Collected data
---------------

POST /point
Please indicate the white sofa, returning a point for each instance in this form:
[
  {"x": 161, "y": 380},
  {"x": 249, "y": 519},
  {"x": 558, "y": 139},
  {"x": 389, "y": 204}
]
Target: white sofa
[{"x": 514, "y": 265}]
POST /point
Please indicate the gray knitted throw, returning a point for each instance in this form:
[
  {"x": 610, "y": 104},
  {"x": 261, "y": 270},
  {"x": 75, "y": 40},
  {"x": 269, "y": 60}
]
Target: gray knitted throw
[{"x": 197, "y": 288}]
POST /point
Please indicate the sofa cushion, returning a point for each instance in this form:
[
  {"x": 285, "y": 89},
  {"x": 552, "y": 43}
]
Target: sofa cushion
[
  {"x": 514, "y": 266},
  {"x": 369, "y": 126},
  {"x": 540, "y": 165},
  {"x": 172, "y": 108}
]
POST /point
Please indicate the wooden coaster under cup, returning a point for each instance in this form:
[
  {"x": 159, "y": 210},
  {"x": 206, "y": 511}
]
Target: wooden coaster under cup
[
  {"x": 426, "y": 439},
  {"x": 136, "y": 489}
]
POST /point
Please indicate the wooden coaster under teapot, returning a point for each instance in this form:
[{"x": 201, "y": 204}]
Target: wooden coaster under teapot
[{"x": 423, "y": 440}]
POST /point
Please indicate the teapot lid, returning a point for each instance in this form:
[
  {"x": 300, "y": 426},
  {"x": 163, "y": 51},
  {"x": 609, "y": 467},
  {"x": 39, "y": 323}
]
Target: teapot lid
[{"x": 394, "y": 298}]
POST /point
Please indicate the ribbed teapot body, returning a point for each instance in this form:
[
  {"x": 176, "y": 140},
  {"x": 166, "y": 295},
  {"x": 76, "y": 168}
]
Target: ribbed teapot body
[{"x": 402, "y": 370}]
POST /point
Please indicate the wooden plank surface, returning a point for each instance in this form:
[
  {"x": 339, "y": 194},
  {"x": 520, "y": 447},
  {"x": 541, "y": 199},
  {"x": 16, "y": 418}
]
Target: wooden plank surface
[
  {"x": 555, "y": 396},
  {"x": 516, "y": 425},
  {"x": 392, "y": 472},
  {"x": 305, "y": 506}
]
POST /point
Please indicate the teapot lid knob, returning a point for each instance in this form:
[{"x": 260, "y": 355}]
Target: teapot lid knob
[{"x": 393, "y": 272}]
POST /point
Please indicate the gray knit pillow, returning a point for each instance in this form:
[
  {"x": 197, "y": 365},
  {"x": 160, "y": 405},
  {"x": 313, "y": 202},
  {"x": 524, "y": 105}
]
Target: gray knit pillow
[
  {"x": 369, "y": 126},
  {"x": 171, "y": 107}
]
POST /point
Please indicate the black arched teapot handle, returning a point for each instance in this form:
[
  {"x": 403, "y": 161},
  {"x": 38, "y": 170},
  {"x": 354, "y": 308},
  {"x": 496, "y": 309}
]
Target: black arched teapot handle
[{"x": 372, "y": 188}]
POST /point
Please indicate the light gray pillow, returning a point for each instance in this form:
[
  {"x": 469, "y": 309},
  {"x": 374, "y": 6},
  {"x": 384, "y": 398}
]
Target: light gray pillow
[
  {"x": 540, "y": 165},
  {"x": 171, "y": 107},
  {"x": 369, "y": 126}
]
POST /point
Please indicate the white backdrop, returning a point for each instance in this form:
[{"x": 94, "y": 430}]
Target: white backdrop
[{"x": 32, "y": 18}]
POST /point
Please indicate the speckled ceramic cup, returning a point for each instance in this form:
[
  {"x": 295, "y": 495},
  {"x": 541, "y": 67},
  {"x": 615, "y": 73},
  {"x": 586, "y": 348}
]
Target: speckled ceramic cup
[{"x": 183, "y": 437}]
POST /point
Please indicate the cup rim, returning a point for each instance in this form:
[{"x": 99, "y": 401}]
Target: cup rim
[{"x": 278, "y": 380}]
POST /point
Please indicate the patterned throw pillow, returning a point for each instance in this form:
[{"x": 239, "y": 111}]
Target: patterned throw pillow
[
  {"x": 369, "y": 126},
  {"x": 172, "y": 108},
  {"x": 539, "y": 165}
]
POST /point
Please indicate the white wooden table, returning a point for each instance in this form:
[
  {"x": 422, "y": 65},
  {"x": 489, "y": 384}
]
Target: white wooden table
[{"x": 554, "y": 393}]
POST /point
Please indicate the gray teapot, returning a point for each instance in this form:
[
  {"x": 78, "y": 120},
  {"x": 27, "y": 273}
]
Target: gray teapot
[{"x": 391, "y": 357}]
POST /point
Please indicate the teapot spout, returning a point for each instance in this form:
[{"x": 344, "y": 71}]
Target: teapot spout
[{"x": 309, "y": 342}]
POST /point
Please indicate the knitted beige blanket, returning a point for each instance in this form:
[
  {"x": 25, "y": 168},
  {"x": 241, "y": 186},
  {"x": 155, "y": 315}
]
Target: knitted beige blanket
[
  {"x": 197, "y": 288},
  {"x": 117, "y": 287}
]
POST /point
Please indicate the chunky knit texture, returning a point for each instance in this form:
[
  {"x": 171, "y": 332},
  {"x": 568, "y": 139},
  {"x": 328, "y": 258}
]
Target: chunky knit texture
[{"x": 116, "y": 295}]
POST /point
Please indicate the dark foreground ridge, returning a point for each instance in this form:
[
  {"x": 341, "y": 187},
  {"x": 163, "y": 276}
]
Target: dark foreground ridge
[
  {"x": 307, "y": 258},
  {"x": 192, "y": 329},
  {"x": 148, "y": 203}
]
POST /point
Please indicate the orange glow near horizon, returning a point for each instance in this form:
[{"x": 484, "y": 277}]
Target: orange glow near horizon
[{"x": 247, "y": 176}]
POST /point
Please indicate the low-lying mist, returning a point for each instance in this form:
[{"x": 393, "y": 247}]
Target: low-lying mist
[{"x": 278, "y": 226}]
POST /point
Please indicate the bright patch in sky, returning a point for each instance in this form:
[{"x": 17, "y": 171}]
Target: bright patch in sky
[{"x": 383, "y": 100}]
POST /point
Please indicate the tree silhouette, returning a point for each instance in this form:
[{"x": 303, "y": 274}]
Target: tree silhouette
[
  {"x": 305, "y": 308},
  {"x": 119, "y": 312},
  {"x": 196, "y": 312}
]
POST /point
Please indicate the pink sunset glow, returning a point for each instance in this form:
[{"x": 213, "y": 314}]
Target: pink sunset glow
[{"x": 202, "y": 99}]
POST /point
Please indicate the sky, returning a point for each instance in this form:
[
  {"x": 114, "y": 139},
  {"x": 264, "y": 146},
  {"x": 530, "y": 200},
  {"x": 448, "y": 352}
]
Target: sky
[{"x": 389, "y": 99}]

---------------

* What is needed *
All the entries above need to be reproduced exactly.

* Output of the exercise *
POST /point
Please indicate the white sofa, returning a point for each instance in this form:
[
  {"x": 161, "y": 380},
  {"x": 249, "y": 519},
  {"x": 558, "y": 139},
  {"x": 389, "y": 204}
]
Target: white sofa
[{"x": 514, "y": 265}]
POST /point
Please indicate the gray knitted throw, returning a point for each instance in this form:
[
  {"x": 610, "y": 104},
  {"x": 261, "y": 270},
  {"x": 75, "y": 40},
  {"x": 269, "y": 60}
]
Target: gray knitted throw
[{"x": 197, "y": 288}]
POST /point
Please indicate the sofa cushion, returning a point for each instance in this form:
[
  {"x": 285, "y": 89},
  {"x": 552, "y": 43}
]
Target: sofa cushion
[
  {"x": 514, "y": 266},
  {"x": 369, "y": 126},
  {"x": 540, "y": 165},
  {"x": 172, "y": 108}
]
POST /point
Please indicate the wooden coaster under cup, returning a point for each instance in this form:
[
  {"x": 159, "y": 210},
  {"x": 206, "y": 511}
]
Target: wooden coaster under cup
[
  {"x": 426, "y": 439},
  {"x": 136, "y": 489}
]
POST /point
Please indicate the wooden coaster under teapot, returning a point for each instance in this form:
[{"x": 201, "y": 204}]
Target: wooden coaster under teapot
[{"x": 423, "y": 440}]
POST /point
Please indicate the teapot lid, returning a point for each instance in this form:
[
  {"x": 300, "y": 426},
  {"x": 163, "y": 51},
  {"x": 609, "y": 467},
  {"x": 39, "y": 323}
]
Target: teapot lid
[{"x": 394, "y": 298}]
POST /point
Please indicate the ribbed teapot body, returning a point for each instance in this form:
[
  {"x": 176, "y": 140},
  {"x": 166, "y": 295},
  {"x": 76, "y": 168}
]
Target: ribbed teapot body
[{"x": 402, "y": 370}]
POST /point
Please indicate the wooden plank surface, returning a point for each instance in this form:
[
  {"x": 339, "y": 194},
  {"x": 520, "y": 447},
  {"x": 541, "y": 199},
  {"x": 16, "y": 418}
]
Target: wooden plank surface
[
  {"x": 555, "y": 396},
  {"x": 516, "y": 425},
  {"x": 392, "y": 472},
  {"x": 305, "y": 506}
]
POST /point
Please indicate the teapot lid knob, returning a point for each instance in this form:
[{"x": 260, "y": 355}]
Target: teapot lid knob
[{"x": 393, "y": 272}]
POST /point
Please indicate the gray knit pillow, returning a point for each instance in this form:
[
  {"x": 197, "y": 365},
  {"x": 160, "y": 405},
  {"x": 313, "y": 202},
  {"x": 524, "y": 105}
]
Target: gray knit pillow
[
  {"x": 369, "y": 126},
  {"x": 171, "y": 107}
]
POST /point
Please indicate the black arched teapot handle, returning a point for each instance in this form:
[
  {"x": 403, "y": 161},
  {"x": 38, "y": 170},
  {"x": 354, "y": 308},
  {"x": 496, "y": 309}
]
Target: black arched teapot handle
[{"x": 372, "y": 188}]
POST /point
Please indicate the light gray pillow, returning a point for each instance in this form:
[
  {"x": 469, "y": 309},
  {"x": 374, "y": 6},
  {"x": 384, "y": 398}
]
Target: light gray pillow
[
  {"x": 540, "y": 165},
  {"x": 171, "y": 107},
  {"x": 369, "y": 126}
]
POST /point
Please indicate the white backdrop, returning a point for each instance in this form:
[{"x": 94, "y": 430}]
Target: white backdrop
[{"x": 32, "y": 18}]
POST /point
Please indicate the speckled ceramic cup, returning a point for each instance in this form:
[
  {"x": 295, "y": 495},
  {"x": 541, "y": 67},
  {"x": 615, "y": 73},
  {"x": 586, "y": 348}
]
Target: speckled ceramic cup
[{"x": 183, "y": 437}]
POST /point
Please indicate the cup rim, returning a point for each instance in this form:
[{"x": 99, "y": 401}]
Target: cup rim
[{"x": 278, "y": 380}]
POST /point
Please indicate the patterned throw pillow, returning a point for each instance in this form:
[{"x": 239, "y": 111}]
Target: patterned throw pillow
[
  {"x": 369, "y": 126},
  {"x": 172, "y": 108},
  {"x": 539, "y": 165}
]
POST /point
Please indicate the white wooden table, returning a point for each instance in this form:
[
  {"x": 422, "y": 65},
  {"x": 489, "y": 384}
]
Target: white wooden table
[{"x": 554, "y": 393}]
POST /point
Please indicate the gray teapot, returning a point for each instance in this form:
[
  {"x": 78, "y": 120},
  {"x": 27, "y": 273}
]
Target: gray teapot
[{"x": 391, "y": 357}]
POST /point
Please indicate the teapot spout, returning a point for each instance in this form:
[{"x": 344, "y": 71}]
Target: teapot spout
[{"x": 309, "y": 342}]
POST /point
Please indicate the knitted beige blanket, returning a point for each instance in this form:
[
  {"x": 25, "y": 168},
  {"x": 241, "y": 186},
  {"x": 155, "y": 315}
]
Target: knitted beige blanket
[
  {"x": 197, "y": 288},
  {"x": 117, "y": 287}
]
POST /point
Please indicate the chunky knit texture, returning a point for each instance in this form:
[
  {"x": 171, "y": 332},
  {"x": 568, "y": 139},
  {"x": 328, "y": 258}
]
Target: chunky knit texture
[{"x": 116, "y": 295}]
POST /point
Please indicate the dark foreground ridge, returning a point for each instance in this form:
[
  {"x": 341, "y": 187},
  {"x": 163, "y": 276}
]
Target: dark foreground ridge
[
  {"x": 307, "y": 258},
  {"x": 192, "y": 329},
  {"x": 148, "y": 203}
]
POST /point
Please indicate the orange glow near horizon, returning a point for each instance in this form:
[{"x": 484, "y": 277}]
Target: orange glow near horizon
[{"x": 247, "y": 176}]
POST /point
Please indicate the low-lying mist, returning a point for each instance in this form:
[{"x": 393, "y": 247}]
Target: low-lying mist
[{"x": 278, "y": 226}]
POST /point
Please indicate the bright patch in sky, returning a point for each instance in this form:
[{"x": 17, "y": 171}]
Target: bright patch in sky
[{"x": 383, "y": 100}]
POST /point
Please indicate the tree silhouette, returning a point for each instance in this form:
[{"x": 303, "y": 274}]
Target: tree silhouette
[
  {"x": 305, "y": 308},
  {"x": 119, "y": 312},
  {"x": 196, "y": 312}
]
POST /point
Please indicate the pink sunset glow, returning a point for each instance in this form:
[{"x": 213, "y": 314}]
Target: pink sunset glow
[{"x": 202, "y": 99}]
POST /point
Please indicate the sky, returning a point for each instance in this form:
[
  {"x": 114, "y": 139},
  {"x": 264, "y": 146},
  {"x": 530, "y": 200},
  {"x": 448, "y": 352}
]
Target: sky
[{"x": 389, "y": 99}]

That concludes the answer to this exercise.